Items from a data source
----

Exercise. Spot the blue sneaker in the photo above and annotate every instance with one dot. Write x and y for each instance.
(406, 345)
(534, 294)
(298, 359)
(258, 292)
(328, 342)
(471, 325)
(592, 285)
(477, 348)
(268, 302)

----

WORK TO DO
Please quote all of the data above word for word, keeping each line unchanged.

SOLUTION TO THIS EXERCISE
Exercise. Spot the blue sneaker in the photo above and annotate every instance with one dot. Write x and y for each instance.
(406, 345)
(534, 294)
(298, 359)
(258, 292)
(328, 342)
(471, 325)
(592, 285)
(477, 348)
(268, 302)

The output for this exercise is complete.